=== Provided text ===
---
Improvements to powerpc32 asm code
Mark Rodenkirch
mrodenkirch@wi.rr.com
Sun, 1 Jun 2003 19:52:11 -0500
On Sunday, June 1, 2003, at 08:57 AM, Torbjorn Granlund wrote:
> Mark Rodenkirch <mrodenkirch@wi.rr.com> writes:
>
> Thanks. In my addmul_1.asm, the loop I have only handles one
> limb per iteration, which makes the code much easier to follow
> than the current implementation. I attempted both two and four
> limbs per iteration, but I saw no gain from that.
>
> If loop unrolling doesn't help, it should not be used, of course.
I discovered my bug (I was not accounting for a carry) and once fixed
the code increased by 2 cycles/limb, making it perform worse than the
current code. I'll continue to investigate other options, but I expect
the
current version (or your revision) to be the best possible without FP
instructions.
The version of addmul_1.asm that you sent caused a segfault. I haven't
investigated why as I assume that you (or whomever wrote it) were
already
going to do that. Of course, if it doesn't cause a segfault on any PCs
that
you are using, then I will investigate further. I haven't looked at the
addmul_N.asm code that you sent.
I haven't tested my versions of add_n.asm or sub_n.asm with what GMP
provides. If you are interested in anything I provided in the versions
I
sent earlier, I will continue testing them.
BTW, keep up the good work on GMP. It's a great package.
--Mark
---
=== Challenges ===
1. Set down the passage from the powerpc32 asm message above, starting with "The version of" and going on through "that you sent.".
2. In the message about powerpc32 asm code, what happened when the writer ran the version of addmul_1.asm that was sent?

=== Material ===
---
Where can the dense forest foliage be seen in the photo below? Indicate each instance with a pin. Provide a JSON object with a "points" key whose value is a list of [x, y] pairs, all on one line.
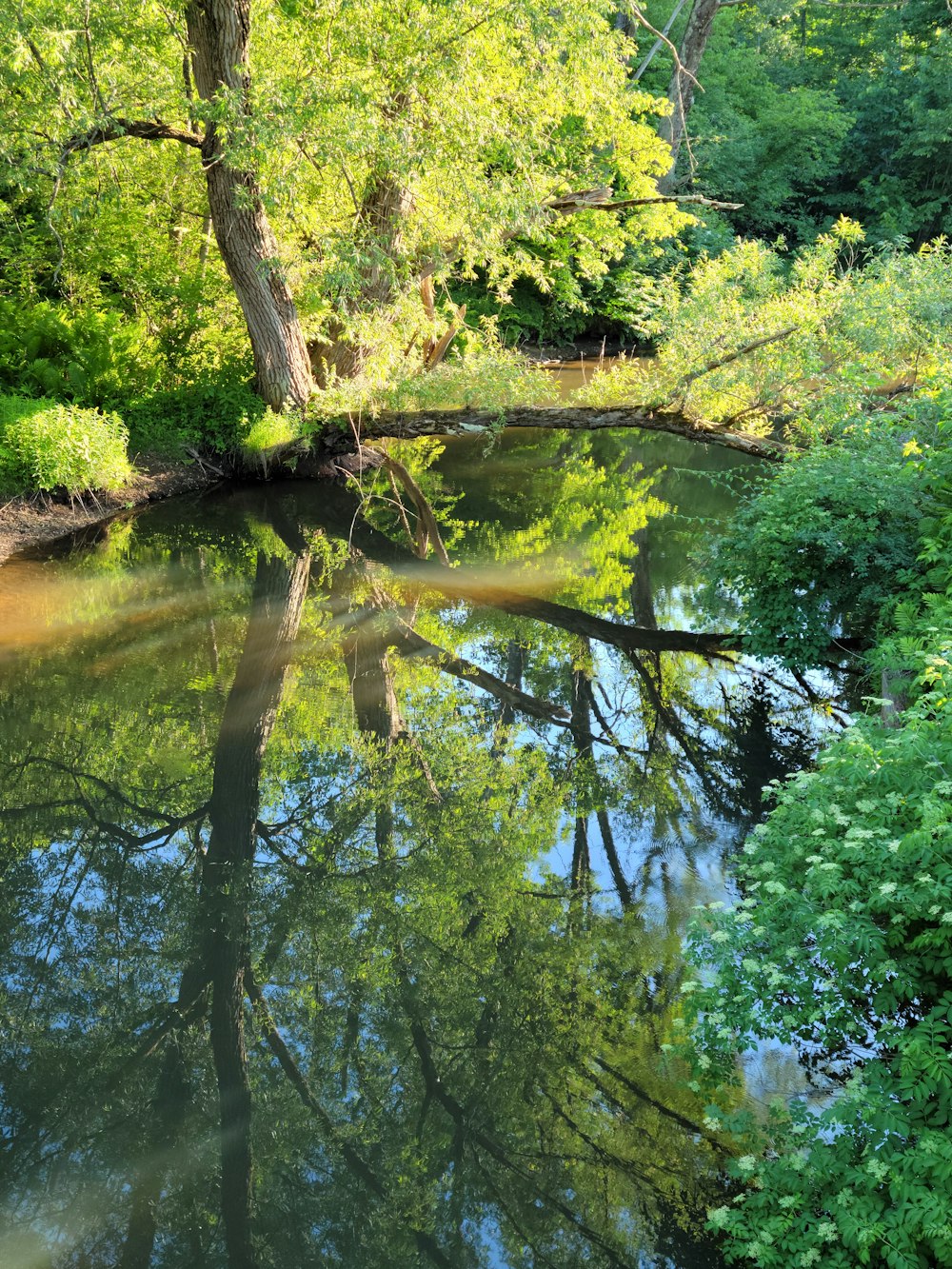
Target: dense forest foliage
---
=== Written responses ===
1.
The version of addmul_1.asm that you sent caused a segfault. I haven't
investigated why as I assume that you (or whomever wrote it) were
already
going to do that. Of course, if it doesn't cause a segfault on any PCs
that
you are using, then I will investigate further. I haven't looked at the
addmul_N.asm code that you sent.

2. It caused a segfault.